## Extract

/---

There are a few ways I can tell I'm depressed if I'm not on-the-surface aware of it - you know how things just become the new normal and it seems like it's always been this way: I can't make decisions - trying to decide what to buy or cook for the week sends me into a tailspin, I don't try to watch tv because I know the list of shows on the pvr will just blur into an inchoate mass, and if I listen to music while I'm working out I can't pick a playlist, I just listen to songs alphabetically; I find myself sobbing while lifting weights and listening to The Song of Bernadette; and some of the joy goes out of reading.
It gets really hard to review books in this state, because I kind of feel like I have to concurrently review my mood, or I'm not being fair to the book (I realize no one's FORCING me to review books, or PAYING me to review books, or really even ASKING me to review books, so this is a matter of no urgency. Nevertheless.) There are still books that I feel like I should reread because they seemed so much like something I would like or people I generally agree with liked them, so it seems likely that my mental state was a factor - Zone One, Salamander, The Diagnosis, Open Secrets - and yet the very thought of them generates a kind of psychic nausea and revulsion.

\---

## Material provided
/---

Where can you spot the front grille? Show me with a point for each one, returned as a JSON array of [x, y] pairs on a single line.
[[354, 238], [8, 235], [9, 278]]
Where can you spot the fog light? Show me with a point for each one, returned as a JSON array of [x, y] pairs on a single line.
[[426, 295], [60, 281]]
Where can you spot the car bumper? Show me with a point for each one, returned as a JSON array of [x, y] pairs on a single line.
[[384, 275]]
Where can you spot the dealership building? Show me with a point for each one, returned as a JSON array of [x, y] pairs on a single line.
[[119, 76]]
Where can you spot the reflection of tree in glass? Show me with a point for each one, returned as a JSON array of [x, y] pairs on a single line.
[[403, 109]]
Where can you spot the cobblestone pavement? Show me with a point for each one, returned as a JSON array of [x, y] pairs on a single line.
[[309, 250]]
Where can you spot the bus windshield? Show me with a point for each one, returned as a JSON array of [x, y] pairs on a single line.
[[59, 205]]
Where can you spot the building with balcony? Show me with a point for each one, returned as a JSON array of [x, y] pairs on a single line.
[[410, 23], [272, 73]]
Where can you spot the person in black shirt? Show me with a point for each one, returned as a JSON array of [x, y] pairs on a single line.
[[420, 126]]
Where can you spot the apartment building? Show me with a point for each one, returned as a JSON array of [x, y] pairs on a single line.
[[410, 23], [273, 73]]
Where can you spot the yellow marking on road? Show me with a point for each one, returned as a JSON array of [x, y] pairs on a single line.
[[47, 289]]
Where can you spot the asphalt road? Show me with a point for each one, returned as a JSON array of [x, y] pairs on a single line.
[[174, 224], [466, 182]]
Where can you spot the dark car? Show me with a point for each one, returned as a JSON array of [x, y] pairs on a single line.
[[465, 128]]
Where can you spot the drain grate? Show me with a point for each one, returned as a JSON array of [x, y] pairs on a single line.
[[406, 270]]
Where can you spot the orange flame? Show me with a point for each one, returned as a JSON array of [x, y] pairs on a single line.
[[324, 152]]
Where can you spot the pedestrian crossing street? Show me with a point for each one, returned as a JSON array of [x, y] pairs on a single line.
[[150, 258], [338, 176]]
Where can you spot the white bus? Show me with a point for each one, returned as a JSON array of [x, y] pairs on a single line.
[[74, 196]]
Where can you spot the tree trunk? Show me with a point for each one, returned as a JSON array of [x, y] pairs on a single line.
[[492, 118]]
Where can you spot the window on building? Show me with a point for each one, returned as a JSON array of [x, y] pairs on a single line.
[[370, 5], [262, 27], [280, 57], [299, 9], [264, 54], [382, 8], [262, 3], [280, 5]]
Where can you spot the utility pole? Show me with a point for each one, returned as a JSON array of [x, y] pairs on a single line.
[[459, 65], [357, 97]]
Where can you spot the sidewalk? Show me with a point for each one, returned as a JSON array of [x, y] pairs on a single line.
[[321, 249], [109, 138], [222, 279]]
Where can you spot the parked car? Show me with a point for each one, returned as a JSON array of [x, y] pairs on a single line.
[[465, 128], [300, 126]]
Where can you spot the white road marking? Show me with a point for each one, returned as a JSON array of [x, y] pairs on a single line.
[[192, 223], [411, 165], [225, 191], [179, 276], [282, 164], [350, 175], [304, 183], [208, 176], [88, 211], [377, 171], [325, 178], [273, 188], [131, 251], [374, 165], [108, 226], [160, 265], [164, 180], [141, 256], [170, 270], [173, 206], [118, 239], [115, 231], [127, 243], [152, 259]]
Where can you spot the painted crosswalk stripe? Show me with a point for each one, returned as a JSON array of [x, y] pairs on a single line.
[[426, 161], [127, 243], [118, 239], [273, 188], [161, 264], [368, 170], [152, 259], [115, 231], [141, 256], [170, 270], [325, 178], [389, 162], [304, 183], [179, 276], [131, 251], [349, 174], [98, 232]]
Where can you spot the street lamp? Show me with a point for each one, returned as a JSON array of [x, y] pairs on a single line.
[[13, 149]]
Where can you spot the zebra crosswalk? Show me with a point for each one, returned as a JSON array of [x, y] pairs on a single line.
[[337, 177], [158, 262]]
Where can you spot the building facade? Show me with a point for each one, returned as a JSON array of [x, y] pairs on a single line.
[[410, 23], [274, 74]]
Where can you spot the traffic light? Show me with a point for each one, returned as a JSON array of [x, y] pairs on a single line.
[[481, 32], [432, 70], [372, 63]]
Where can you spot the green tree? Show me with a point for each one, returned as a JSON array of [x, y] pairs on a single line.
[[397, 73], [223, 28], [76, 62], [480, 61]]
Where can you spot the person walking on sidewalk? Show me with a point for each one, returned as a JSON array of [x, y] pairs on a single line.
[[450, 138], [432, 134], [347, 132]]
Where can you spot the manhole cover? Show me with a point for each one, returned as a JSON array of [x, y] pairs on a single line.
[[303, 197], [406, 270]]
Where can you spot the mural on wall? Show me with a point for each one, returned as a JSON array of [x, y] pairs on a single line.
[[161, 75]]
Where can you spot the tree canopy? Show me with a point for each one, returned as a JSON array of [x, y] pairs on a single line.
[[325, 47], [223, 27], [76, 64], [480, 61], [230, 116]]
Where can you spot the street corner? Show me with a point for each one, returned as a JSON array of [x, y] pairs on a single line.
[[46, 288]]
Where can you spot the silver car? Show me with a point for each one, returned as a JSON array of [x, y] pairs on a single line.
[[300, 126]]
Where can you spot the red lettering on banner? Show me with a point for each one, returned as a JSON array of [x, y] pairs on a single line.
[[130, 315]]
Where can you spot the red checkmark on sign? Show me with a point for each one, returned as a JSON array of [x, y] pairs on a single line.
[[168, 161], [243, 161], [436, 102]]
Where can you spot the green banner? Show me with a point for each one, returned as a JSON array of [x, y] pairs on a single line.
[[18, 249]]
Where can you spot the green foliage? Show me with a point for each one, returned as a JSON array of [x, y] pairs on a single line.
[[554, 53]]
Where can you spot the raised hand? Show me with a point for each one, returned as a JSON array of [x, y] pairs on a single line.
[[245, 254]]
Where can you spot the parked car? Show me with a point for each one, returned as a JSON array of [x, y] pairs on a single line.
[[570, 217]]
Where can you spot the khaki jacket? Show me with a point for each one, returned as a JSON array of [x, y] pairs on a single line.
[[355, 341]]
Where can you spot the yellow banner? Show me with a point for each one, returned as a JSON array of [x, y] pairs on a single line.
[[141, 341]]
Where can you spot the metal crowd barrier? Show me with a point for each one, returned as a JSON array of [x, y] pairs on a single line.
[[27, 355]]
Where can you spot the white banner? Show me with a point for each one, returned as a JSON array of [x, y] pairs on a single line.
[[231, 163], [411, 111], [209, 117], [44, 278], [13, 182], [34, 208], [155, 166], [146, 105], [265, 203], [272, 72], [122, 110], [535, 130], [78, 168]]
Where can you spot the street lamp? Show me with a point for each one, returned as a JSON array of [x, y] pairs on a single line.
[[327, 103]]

\---

## Activities
A. Answer these from the post on depression and reading:
(i) How does the writer listen to songs when unable to pick a playlist while working out?
(ii) What song has the writer sobbed to while lifting weights?
(iii) Which four books does the writer name as ones that might deserve a reread?
B. Please output the post's text word for word from "There are a" to "out of reading.".
The rows aren't needed for anything here.

## Responses by item number
A.
(i) Alphabetically.
(ii) The Song of Bernadette.
(iii) Zone One, Salamander, The Diagnosis and Open Secrets.

B.
There are a few ways I can tell I'm depressed if I'm not on-the-surface aware of it - you know how things just become the new normal and it seems like it's always been this way: I can't make decisions - trying to decide what to buy or cook for the week sends me into a tailspin, I don't try to watch tv because I know the list of shows on the pvr will just blur into an inchoate mass, and if I listen to music while I'm working out I can't pick a playlist, I just listen to songs alphabetically; I find myself sobbing while lifting weights and listening to The Song of Bernadette; and some of the joy goes out of reading.